**PROBLEM REQUIREMENTS**
Find and return every line of the data that contains the word "correct".
═══ DATASET CONTENT ═══
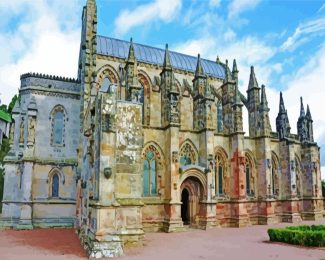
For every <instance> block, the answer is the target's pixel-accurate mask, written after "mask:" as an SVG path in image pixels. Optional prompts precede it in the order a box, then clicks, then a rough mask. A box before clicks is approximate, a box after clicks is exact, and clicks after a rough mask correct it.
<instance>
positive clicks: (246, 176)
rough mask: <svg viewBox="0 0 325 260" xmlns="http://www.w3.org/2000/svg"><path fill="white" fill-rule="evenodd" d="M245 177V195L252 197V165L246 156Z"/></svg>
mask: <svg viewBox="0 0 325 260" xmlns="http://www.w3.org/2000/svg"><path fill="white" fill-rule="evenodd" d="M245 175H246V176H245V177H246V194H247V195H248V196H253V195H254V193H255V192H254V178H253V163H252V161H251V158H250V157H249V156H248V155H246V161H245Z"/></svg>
═══
═══ DATASET CONTENT ═══
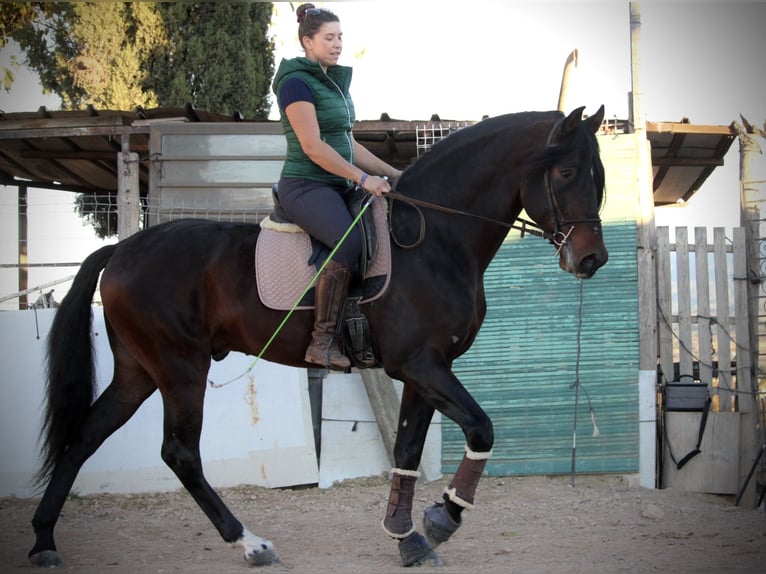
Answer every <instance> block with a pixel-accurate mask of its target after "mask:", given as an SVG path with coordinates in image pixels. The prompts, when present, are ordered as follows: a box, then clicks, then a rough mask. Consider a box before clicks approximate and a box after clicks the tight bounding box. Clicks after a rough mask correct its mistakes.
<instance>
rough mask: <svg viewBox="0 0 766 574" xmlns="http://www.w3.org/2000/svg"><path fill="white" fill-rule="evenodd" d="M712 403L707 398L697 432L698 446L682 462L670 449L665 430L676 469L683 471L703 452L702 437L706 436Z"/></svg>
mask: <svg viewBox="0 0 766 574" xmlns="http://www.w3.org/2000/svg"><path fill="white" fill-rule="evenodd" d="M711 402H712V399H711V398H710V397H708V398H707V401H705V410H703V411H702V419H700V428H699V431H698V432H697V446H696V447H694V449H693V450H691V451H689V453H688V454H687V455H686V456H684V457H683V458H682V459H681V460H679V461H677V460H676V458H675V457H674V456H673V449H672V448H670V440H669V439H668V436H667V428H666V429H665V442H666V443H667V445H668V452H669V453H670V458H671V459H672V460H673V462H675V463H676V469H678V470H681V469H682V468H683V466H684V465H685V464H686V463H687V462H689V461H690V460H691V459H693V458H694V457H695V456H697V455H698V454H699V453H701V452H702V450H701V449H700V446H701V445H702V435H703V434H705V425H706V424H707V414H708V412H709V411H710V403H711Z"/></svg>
═══
═══ DATASET CONTENT ═══
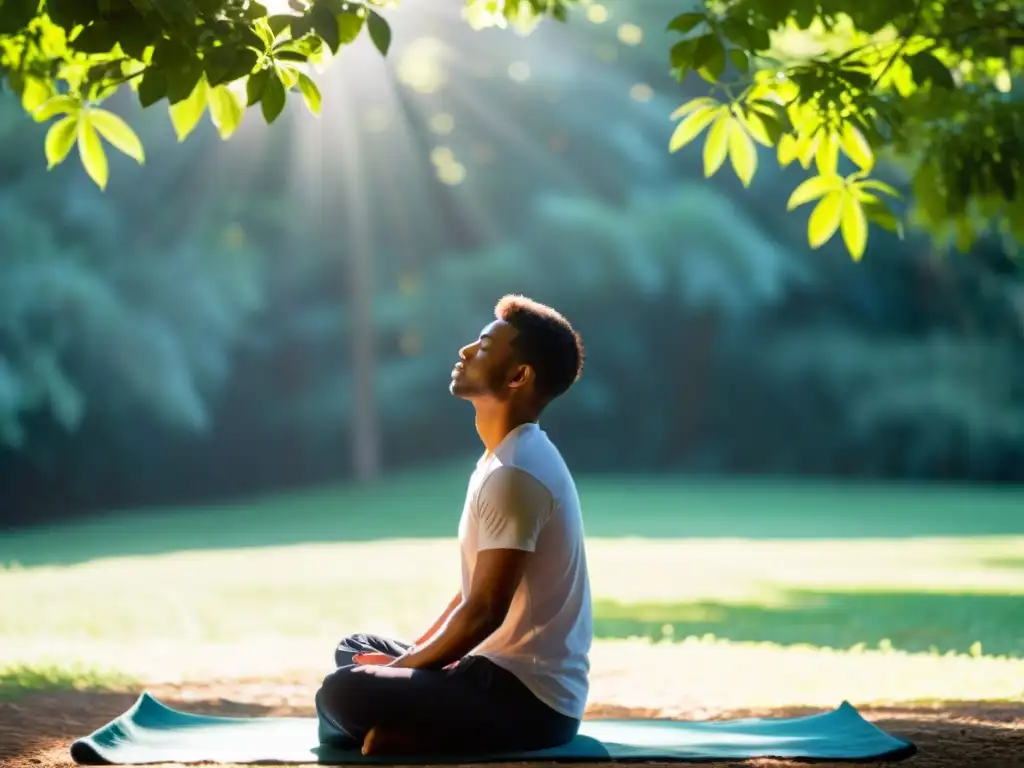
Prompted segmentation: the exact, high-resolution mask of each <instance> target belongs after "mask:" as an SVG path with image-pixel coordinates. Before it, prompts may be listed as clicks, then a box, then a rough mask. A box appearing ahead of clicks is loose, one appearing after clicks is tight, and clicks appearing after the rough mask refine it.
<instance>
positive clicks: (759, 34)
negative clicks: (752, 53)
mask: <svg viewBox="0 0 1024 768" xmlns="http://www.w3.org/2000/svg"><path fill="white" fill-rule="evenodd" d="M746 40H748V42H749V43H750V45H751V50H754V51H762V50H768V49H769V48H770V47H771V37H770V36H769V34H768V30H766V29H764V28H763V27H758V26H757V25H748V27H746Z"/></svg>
═══
**RESULT OF THIS TASK**
For every <instance> block, the answer is the target's pixel-accurate mask, written after "mask:" as an SVG path in image pixels. Optional prompts precede it in the order a box, then clicks, then a rough mask. A box before clicks is approximate, a box after clicks is exact, and clicks after a rough mask correct it.
Answer every <instance> block with a pixel-accurate mask of its target after "mask:", given as an SVG path with coordinates in image pixels. The prompts, when present, are ordered as follows: a box, then clicks, then a rough mask. Consider a box before clicks approximate and a box after clicks the tight bounding box. Clicks after a rough mask correct its mistakes.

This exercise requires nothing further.